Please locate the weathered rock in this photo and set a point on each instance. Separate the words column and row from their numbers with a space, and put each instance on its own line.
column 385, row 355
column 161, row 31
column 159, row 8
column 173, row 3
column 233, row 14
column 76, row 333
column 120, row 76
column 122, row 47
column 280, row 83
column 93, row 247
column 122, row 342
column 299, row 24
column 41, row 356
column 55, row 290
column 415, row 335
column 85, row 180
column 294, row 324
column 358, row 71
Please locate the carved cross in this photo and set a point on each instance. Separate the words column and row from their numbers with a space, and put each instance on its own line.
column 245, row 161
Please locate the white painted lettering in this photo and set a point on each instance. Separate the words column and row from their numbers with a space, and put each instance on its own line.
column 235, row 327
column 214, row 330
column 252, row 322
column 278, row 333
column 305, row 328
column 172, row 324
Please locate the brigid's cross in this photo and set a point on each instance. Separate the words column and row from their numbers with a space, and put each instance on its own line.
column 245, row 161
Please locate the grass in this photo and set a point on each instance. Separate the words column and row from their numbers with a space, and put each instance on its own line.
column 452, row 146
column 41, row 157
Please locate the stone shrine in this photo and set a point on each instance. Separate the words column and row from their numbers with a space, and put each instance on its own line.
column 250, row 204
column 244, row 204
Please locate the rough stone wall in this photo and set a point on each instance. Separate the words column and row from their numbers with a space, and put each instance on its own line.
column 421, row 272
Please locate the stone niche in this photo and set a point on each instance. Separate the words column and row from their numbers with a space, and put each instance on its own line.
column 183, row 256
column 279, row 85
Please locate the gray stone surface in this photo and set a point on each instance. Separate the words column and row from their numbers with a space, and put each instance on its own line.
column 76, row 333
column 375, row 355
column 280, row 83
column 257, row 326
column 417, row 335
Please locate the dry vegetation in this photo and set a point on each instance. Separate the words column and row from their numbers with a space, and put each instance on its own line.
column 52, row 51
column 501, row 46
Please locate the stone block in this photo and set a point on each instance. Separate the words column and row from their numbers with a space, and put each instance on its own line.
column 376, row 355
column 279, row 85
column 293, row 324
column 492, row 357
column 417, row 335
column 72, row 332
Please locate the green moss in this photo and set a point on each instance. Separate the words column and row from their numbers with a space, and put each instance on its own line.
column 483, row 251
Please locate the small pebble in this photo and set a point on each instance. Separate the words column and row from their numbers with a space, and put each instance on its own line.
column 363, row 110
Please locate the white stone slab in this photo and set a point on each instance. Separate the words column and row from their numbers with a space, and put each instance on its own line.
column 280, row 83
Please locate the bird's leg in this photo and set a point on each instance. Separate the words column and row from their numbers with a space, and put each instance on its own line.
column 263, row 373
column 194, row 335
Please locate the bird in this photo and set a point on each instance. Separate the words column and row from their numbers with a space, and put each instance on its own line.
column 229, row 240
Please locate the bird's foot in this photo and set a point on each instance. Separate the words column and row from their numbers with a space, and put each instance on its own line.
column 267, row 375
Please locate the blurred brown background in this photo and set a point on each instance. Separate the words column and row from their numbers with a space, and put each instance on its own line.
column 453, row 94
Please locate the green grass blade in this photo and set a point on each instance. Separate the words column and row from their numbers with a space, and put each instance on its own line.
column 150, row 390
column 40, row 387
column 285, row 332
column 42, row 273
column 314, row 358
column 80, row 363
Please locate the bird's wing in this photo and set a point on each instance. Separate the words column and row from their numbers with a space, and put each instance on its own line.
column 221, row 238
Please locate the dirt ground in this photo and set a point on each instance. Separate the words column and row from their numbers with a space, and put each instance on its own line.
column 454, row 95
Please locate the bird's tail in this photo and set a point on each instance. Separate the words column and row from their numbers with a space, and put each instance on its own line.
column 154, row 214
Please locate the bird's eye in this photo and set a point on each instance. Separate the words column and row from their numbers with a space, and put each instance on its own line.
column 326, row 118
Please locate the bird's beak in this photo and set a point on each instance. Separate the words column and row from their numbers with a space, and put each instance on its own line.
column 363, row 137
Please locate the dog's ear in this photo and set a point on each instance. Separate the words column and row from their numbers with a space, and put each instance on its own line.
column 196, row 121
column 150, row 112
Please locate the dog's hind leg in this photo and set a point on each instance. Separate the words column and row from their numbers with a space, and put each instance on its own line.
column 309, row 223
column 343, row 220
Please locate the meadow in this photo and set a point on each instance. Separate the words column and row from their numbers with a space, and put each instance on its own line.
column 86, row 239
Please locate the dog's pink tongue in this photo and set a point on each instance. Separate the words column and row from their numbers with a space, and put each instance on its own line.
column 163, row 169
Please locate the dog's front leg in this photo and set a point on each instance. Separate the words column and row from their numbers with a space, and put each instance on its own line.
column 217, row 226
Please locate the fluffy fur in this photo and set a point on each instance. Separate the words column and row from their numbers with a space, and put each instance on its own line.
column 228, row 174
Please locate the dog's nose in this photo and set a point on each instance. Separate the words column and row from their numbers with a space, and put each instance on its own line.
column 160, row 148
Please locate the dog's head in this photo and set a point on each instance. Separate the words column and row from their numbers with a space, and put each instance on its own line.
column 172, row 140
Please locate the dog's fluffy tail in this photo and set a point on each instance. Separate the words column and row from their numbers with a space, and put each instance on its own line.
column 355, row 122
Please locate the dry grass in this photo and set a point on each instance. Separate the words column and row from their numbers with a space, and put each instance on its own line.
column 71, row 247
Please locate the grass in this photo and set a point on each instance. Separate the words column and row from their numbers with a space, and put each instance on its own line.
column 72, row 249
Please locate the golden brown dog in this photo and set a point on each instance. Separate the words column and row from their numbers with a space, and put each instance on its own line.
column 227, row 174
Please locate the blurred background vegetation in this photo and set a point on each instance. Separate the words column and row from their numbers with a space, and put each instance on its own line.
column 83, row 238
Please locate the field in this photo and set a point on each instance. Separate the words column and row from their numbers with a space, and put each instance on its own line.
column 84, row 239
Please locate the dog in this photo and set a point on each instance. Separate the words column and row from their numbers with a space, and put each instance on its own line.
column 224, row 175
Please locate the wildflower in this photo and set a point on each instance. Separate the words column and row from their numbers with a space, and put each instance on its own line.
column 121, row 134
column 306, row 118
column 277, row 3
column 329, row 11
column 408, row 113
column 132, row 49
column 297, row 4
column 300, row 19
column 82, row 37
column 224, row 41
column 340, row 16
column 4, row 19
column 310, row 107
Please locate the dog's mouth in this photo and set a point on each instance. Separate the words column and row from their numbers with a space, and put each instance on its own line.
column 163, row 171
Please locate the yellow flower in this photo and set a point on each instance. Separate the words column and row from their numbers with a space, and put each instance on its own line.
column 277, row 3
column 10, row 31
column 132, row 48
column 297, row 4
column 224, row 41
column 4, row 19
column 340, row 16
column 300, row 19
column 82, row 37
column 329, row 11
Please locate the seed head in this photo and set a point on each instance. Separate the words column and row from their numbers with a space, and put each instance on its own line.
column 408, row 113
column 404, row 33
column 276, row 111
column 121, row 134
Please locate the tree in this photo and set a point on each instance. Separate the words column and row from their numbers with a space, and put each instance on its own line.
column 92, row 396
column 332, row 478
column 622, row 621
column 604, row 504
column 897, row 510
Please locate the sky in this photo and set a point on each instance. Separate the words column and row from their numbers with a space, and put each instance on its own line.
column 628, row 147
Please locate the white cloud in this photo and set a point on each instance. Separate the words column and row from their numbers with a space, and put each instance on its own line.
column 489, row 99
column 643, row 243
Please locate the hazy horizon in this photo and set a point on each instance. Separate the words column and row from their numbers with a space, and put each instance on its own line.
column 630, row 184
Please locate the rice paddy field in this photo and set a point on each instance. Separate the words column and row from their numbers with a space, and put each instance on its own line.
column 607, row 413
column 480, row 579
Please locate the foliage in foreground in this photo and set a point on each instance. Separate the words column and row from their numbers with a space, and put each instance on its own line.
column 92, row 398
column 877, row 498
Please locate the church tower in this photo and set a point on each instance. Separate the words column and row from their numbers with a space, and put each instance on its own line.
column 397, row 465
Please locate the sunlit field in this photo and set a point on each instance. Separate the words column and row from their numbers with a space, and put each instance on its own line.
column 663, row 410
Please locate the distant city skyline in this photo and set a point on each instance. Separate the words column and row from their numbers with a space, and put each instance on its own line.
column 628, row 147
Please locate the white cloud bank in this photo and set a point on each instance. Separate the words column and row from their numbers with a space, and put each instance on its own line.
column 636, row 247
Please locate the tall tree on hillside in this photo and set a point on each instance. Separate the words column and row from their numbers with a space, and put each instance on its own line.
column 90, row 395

┄┄┄┄┄┄┄┄┄┄

- _Goal of the exercise_
Copy out the items above, starting with the line that contains "Please locate the dog's nose" and going on through the line that contains "column 84, row 239", with both of those lines included.

- _Solution for this task_
Please locate the dog's nose in this photo and set a point on each instance. Separate the words column and row from their numbers with a space, and put each instance on its own line.
column 160, row 148
Please locate the dog's head in this photo and set a point on each instance. Separate the words column and row from their numbers with a space, and put each instance on its own line.
column 172, row 140
Please locate the dog's fluffy tail in this photo and set a point on each instance. Separate the words column and row from their numbers with a space, and put each instance on its own line.
column 355, row 122
Please locate the dry grass in this photo and set a point on each instance. Separate the words column and row from their numbers with a space, and put each instance on its own line.
column 71, row 247
Please locate the grass in this photo and set a point on each instance. Separate the words column and row from their numbers with a space, and put each instance on its own line.
column 72, row 249
Please locate the golden brown dog in this photo and set a point on each instance. Separate the words column and row from their numbers with a space, and put each instance on its own line.
column 227, row 174
Please locate the blurred background vegetation in this photo and set a point on each instance. Separate the words column and row from their numbers with a space, and put each instance on its own line.
column 83, row 238
Please locate the field in this photo and set a point on each instance. Separate the words column and row from their numbers with a space, and put each instance on its own line.
column 84, row 239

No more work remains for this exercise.